▸ Reading text
__________

# IFSRA and Whistler



## Whistler (13 Nov 2003)

On page 19 of today's Irish Times, there is a snippet about IFSRA warning that people should not deal with Whistler Managers Ltd who have been offering advice in Ireland although they are not authorised to do so.

It quotes Ms Mary O'Dea, IFSRA's Consumer director

"the bottom line is that if something sounds too good to be true it usually is"

Surely on those grounds alone any bond offering double or quadruple growth should be banned?

Whistler


----------



## Rory (13 Nov 2003)

*too good to be true*

"the bottom line is that if something sounds too good to be true it usually is"

I think they will have to change that phrase.

List anything that sounded too good to be true but wasn't.

Ryanair flights for example?


----------



## Brendan Burgess (13 Nov 2003)

*Re: too good to be true*

Whistler,

I based my initial, informal complaint to IFSRA about the Quadruple Growth Bond on the exact premise that it is too good to be true. I didn't need to do any analysis. No one can offer 4 times the growth in stocks. Without reading the brochure, I knew it was misleading.

__________

▸ Entries
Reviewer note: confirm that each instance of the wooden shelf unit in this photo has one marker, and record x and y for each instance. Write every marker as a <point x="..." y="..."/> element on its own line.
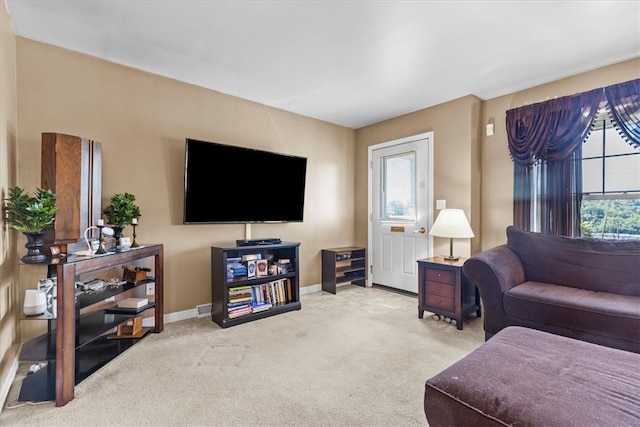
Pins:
<point x="342" y="265"/>
<point x="76" y="344"/>
<point x="221" y="259"/>
<point x="443" y="289"/>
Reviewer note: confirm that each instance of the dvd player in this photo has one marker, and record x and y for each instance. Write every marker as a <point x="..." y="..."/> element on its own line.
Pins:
<point x="257" y="242"/>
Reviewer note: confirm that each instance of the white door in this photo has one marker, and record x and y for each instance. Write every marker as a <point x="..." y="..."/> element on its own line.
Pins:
<point x="400" y="205"/>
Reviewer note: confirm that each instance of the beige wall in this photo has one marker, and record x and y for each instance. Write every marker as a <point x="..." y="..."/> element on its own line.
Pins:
<point x="497" y="170"/>
<point x="473" y="171"/>
<point x="9" y="286"/>
<point x="142" y="121"/>
<point x="456" y="152"/>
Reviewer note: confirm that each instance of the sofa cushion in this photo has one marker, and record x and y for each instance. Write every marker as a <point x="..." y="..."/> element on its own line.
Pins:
<point x="583" y="311"/>
<point x="523" y="377"/>
<point x="593" y="264"/>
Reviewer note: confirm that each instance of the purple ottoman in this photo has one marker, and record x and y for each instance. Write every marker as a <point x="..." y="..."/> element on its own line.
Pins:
<point x="525" y="377"/>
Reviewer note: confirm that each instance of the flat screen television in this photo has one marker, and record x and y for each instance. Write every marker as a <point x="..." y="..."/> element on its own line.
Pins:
<point x="229" y="184"/>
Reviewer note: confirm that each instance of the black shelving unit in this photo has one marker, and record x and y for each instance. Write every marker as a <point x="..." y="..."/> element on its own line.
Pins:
<point x="342" y="265"/>
<point x="77" y="342"/>
<point x="222" y="259"/>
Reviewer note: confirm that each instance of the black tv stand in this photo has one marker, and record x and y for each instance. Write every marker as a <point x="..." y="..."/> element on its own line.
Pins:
<point x="259" y="242"/>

__________

▸ Problem 1
Answer these questions from the IFSRA forum thread:
(a) On what page of the Irish Times did the snippet appear?
(b) Who is quoted in the snippet, and what is her role?
(c) What example does Rory offer of something that sounded too good to be true but wasn't?
▸ Problem 2
Say whether each statement agrees with the IFSRA forum thread, and quote the words that decide it:
(a) Whistler Managers Ltd were authorised to offer advice in Ireland.
(b) Brendan Burgess read the brochure before judging the bond misleading.
(c) Brendan Burgess's first complaint to IFSRA was informal.
▸ Problem 3
Write what follows in the IFSRA forum thread, picking up after the last post ends.
The rows have no connection to the IFSRA forum thread.

▸ Exercise answer 1
(a) Page 19.
(b) Ms Mary O'Dea, IFSRA's Consumer director.
(c) Ryanair flights.

▸ Exercise answer 2
(a) No: "although they are not authorised to do so"
(b) No: "Without reading the brochure, I knew it was misleading."
(c) Yes: "I based my initial, informal complaint to IFSRA"

▸ Exercise answer 3
It seems that IFSRA's brief is not to distinguish between good products and bad products. But they cannot escape from their responsibility to stop financial institutions misleading customers.

If a consumer takes out a loan from AIB at 9% and puts it on deposit with Bank of Ireland at 1%, then IFSRA can and should do nothing about it. But if ACC or Irish Life and Permanent, encourage customers to do this by dressing it up as a geared tracker bond, then IFSRA should stop them.

IFSRA is quite limited in its actual powers by the current legislation. But I remember Arundel's (?) Business Organization book for the Leaving Cert in 1974. When discussing the role of the Central Bank, it said that the Central Bank achieved many of its objectives by "moral suasion". I will see if I can find a copy of this book and send it into IFSRA.

Brendan


----------



## Brendan Burgess (13 Nov 2003)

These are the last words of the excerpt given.